▶ PROBLEM DETAILS:
Where a line below holds the string "camera", copy that line.

---

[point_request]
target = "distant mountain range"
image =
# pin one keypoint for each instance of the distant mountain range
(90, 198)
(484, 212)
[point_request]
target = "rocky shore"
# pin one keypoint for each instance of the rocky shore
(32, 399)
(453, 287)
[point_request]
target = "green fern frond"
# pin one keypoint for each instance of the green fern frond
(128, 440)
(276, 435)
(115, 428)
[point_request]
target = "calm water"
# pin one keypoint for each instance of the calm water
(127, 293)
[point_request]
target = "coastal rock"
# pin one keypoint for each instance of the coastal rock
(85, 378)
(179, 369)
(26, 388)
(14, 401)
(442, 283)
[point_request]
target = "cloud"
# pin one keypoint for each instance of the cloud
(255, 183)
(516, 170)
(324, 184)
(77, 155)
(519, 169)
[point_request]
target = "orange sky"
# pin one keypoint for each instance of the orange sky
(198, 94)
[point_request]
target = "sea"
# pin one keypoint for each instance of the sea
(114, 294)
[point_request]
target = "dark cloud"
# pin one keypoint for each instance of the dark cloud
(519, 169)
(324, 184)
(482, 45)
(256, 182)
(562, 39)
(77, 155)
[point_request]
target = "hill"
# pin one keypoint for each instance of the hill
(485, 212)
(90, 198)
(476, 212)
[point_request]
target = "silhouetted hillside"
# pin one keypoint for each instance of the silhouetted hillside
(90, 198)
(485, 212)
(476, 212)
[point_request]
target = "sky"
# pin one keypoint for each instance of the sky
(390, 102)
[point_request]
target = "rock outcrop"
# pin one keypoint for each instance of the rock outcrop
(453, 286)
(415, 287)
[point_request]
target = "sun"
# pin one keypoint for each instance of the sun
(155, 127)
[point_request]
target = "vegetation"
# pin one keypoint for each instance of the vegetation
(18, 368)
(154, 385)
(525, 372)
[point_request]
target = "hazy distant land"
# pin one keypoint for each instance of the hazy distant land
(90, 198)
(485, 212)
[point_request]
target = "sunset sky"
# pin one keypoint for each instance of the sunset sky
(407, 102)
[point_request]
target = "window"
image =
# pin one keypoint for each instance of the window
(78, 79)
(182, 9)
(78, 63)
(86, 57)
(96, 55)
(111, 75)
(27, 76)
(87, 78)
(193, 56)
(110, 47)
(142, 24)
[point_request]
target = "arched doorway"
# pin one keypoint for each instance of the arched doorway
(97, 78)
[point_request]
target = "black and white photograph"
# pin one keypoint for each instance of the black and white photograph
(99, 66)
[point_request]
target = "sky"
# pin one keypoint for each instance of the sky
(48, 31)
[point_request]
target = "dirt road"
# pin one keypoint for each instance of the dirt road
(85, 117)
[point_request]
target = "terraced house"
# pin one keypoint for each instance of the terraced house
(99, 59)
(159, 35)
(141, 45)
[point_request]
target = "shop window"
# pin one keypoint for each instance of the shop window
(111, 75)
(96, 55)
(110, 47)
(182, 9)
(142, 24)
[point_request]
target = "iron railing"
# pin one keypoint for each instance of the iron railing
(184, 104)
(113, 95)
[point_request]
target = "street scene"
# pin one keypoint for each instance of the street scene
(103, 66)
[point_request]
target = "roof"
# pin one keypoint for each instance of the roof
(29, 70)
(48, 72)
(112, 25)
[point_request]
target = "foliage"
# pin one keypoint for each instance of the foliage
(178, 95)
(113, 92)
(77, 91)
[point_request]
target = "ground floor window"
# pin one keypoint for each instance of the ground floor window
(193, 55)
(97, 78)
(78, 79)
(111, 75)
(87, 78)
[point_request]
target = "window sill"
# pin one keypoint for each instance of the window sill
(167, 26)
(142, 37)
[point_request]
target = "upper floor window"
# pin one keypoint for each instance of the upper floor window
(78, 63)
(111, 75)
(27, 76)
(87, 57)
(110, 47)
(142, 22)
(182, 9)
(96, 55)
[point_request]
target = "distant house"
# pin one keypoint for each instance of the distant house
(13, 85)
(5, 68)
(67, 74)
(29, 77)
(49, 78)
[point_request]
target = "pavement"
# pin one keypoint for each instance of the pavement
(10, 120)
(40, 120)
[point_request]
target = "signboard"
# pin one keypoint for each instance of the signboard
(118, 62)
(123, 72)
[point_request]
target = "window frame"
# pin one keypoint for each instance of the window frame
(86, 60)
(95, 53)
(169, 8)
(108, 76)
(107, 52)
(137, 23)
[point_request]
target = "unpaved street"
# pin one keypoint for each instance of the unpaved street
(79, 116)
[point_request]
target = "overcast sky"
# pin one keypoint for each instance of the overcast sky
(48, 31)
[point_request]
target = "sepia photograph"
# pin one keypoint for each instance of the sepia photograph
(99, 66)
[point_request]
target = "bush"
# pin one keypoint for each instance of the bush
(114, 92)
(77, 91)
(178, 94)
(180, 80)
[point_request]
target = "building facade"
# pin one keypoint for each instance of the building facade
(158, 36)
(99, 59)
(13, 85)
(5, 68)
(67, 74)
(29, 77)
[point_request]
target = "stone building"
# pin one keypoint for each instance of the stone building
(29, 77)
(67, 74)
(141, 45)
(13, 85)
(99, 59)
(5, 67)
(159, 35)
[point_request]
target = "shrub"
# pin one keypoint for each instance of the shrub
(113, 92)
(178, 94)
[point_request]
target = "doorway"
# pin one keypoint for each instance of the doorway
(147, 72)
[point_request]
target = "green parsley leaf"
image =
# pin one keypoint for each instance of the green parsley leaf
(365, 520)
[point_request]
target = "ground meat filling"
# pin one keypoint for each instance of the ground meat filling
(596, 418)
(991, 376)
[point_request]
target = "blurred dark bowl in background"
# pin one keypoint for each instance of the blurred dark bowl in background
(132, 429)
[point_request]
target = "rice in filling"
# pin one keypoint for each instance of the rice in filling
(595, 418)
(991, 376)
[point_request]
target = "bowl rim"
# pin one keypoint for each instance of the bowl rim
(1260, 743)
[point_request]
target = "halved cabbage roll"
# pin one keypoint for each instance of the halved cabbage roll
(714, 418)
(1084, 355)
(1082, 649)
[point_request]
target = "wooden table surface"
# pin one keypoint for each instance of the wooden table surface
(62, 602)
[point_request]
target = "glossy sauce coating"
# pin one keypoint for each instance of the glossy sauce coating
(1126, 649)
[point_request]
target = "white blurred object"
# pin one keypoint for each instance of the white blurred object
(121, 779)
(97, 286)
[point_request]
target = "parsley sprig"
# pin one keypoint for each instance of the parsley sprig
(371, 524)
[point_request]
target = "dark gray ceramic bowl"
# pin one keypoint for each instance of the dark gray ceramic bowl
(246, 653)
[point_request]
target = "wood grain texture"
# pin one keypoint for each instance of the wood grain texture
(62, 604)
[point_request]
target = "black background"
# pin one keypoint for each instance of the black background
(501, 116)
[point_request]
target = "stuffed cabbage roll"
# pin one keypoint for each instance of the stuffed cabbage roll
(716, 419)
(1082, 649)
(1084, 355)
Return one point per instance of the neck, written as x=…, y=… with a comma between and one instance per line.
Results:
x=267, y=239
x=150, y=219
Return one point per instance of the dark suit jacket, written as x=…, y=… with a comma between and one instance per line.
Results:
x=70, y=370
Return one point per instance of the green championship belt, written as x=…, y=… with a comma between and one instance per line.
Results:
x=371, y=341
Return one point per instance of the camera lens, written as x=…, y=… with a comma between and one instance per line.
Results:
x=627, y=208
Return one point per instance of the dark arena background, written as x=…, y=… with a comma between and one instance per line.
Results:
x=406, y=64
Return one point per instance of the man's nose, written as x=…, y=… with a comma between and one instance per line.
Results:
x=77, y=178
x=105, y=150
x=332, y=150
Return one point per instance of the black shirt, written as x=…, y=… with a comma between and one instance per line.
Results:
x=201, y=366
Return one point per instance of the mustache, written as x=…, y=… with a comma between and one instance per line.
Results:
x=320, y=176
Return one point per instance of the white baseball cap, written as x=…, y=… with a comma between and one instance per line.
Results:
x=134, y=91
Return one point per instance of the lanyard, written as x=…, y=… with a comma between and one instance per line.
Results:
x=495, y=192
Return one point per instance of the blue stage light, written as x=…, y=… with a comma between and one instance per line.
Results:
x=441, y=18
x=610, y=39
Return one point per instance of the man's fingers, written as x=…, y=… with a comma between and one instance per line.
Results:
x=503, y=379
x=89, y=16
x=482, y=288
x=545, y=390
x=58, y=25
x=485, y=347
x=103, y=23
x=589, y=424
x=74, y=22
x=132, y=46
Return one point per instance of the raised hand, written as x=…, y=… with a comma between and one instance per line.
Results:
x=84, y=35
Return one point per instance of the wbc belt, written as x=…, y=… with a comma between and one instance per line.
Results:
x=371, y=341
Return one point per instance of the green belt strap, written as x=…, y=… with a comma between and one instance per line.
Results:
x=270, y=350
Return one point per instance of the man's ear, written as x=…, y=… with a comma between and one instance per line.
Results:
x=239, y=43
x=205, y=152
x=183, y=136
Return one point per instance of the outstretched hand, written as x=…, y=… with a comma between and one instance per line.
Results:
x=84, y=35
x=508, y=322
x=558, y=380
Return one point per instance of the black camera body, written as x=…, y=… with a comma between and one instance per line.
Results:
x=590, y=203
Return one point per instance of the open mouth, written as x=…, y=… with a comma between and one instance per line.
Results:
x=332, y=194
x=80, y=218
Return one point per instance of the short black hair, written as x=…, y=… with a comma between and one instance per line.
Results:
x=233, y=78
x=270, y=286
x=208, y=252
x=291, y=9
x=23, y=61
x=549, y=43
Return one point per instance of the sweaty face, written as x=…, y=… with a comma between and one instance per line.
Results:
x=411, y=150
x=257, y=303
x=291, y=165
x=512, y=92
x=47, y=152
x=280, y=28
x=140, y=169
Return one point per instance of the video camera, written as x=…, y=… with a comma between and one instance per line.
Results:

---

▶ EXPECTED ANSWER:
Return one point per instance of the camera lens, written as x=…, y=… with a comma between and one instance per line.
Return one point per instance of the black camera body, written as x=…, y=… with a comma between and one instance per line.
Return one point per instance of the video camera, written as x=…, y=… with a comma between and one instance per line.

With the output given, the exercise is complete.